Given exercise → Reproduce the lines from the line with "get_box(rolled-up sleeve)" to the line with "top-left (427, 386), bottom-right (509, 409)", swapping "short afro hair" for "cropped afro hair" and keeping everything else identical. Output only those lines.

+++ Exercise inputs +++

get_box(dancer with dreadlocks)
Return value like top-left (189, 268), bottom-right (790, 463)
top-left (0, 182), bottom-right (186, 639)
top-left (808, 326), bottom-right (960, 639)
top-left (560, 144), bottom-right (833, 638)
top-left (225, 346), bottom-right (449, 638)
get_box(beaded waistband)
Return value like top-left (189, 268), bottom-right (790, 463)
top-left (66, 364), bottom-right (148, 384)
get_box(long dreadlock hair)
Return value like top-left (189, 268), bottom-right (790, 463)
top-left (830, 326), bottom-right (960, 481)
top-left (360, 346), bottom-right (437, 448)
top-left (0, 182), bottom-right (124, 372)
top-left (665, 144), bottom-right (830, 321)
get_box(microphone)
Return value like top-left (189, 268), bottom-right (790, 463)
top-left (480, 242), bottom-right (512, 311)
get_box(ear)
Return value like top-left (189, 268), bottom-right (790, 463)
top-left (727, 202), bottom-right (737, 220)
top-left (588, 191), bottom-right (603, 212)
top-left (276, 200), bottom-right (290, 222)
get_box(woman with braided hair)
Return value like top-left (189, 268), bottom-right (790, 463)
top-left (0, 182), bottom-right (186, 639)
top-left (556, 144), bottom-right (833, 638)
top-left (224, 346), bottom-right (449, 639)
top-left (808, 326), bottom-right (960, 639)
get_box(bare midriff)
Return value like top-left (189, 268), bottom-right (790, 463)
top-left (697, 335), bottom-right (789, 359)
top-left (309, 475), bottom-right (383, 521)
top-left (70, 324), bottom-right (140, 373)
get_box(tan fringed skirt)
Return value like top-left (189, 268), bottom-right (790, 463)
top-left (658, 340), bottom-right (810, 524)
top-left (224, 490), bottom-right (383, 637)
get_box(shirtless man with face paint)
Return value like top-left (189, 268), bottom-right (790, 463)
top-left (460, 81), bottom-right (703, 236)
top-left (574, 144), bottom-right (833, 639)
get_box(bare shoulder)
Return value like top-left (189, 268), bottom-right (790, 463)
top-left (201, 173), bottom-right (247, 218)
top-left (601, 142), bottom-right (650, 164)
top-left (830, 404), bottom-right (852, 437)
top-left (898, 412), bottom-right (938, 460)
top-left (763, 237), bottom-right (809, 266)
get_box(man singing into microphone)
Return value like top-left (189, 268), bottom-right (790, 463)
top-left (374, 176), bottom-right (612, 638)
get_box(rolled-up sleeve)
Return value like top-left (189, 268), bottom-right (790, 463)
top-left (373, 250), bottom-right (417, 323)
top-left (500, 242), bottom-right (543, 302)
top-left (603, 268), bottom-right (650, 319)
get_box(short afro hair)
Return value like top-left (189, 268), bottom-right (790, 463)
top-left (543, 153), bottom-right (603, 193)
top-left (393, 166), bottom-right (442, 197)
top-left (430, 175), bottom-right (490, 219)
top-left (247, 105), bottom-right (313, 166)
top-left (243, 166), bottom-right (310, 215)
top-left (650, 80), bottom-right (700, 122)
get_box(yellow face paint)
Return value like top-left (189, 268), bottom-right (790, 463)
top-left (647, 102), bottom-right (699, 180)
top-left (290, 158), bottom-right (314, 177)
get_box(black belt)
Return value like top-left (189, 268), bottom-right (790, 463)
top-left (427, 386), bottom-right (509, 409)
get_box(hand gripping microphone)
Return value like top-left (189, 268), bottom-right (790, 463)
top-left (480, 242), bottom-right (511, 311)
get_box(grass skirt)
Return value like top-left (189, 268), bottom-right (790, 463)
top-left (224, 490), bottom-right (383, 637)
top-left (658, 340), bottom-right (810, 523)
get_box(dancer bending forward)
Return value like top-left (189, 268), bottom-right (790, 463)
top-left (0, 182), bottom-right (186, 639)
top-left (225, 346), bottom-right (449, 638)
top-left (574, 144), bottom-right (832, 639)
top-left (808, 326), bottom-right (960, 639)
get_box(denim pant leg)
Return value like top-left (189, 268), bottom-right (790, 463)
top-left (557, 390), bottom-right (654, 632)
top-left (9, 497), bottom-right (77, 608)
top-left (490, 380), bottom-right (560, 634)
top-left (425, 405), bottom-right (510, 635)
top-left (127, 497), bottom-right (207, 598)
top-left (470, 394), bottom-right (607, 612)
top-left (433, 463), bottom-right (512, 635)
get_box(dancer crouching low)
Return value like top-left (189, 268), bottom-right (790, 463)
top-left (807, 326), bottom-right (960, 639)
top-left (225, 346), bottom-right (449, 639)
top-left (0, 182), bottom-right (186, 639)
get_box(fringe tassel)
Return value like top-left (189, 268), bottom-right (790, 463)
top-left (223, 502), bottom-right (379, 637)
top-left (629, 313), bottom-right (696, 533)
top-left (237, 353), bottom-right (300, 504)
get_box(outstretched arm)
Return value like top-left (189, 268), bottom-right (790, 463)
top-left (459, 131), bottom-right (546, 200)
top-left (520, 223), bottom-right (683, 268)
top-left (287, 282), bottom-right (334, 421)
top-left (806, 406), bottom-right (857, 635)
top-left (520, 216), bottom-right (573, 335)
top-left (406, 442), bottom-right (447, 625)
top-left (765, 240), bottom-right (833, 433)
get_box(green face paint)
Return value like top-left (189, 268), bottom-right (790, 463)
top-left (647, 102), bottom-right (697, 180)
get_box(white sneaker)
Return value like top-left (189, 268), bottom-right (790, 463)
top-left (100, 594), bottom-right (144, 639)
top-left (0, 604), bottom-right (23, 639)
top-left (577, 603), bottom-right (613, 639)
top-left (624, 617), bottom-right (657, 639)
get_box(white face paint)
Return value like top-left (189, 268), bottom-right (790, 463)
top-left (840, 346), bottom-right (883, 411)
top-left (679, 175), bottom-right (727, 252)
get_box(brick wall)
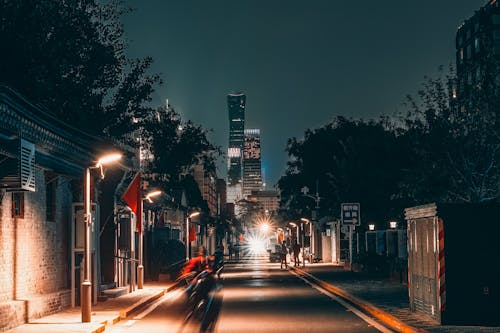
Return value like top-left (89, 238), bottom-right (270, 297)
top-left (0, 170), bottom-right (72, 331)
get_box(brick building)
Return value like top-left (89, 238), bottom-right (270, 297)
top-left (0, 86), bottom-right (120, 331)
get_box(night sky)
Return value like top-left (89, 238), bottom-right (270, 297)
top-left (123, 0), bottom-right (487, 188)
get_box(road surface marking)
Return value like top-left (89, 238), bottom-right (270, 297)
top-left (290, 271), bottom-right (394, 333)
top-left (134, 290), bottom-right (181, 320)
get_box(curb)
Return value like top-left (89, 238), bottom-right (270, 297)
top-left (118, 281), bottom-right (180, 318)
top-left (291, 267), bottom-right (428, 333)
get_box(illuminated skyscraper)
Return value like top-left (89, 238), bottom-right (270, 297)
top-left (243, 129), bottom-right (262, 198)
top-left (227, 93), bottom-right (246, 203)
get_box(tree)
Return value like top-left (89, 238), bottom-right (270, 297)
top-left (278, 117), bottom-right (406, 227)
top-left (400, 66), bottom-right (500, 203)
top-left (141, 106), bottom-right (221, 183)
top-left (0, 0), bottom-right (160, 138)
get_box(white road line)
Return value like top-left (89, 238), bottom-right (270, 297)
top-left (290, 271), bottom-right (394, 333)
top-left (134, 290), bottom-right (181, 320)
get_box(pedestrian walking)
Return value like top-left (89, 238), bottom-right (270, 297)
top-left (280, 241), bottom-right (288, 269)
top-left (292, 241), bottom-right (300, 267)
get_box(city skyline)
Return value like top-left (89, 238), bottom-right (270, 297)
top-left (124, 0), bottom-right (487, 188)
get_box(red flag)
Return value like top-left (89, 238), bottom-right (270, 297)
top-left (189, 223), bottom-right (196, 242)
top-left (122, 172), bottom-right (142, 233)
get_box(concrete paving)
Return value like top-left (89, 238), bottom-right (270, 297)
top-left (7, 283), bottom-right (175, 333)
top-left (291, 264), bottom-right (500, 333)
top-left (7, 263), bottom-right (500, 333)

+++

The output →
get_box(rolled-up sleeve)
Return value like top-left (189, 268), bottom-right (790, 463)
top-left (373, 250), bottom-right (417, 323)
top-left (500, 242), bottom-right (543, 302)
top-left (603, 268), bottom-right (650, 319)
get_box(cropped afro hair)
Return value like top-left (189, 268), bottom-right (790, 463)
top-left (543, 153), bottom-right (603, 193)
top-left (393, 166), bottom-right (442, 197)
top-left (430, 175), bottom-right (490, 219)
top-left (247, 105), bottom-right (313, 166)
top-left (243, 166), bottom-right (310, 215)
top-left (650, 80), bottom-right (700, 122)
get_box(yellow face paint)
Return value like top-left (189, 268), bottom-right (790, 463)
top-left (647, 102), bottom-right (699, 180)
top-left (290, 158), bottom-right (314, 177)
get_box(black belt)
Return value like top-left (189, 268), bottom-right (790, 463)
top-left (427, 386), bottom-right (509, 409)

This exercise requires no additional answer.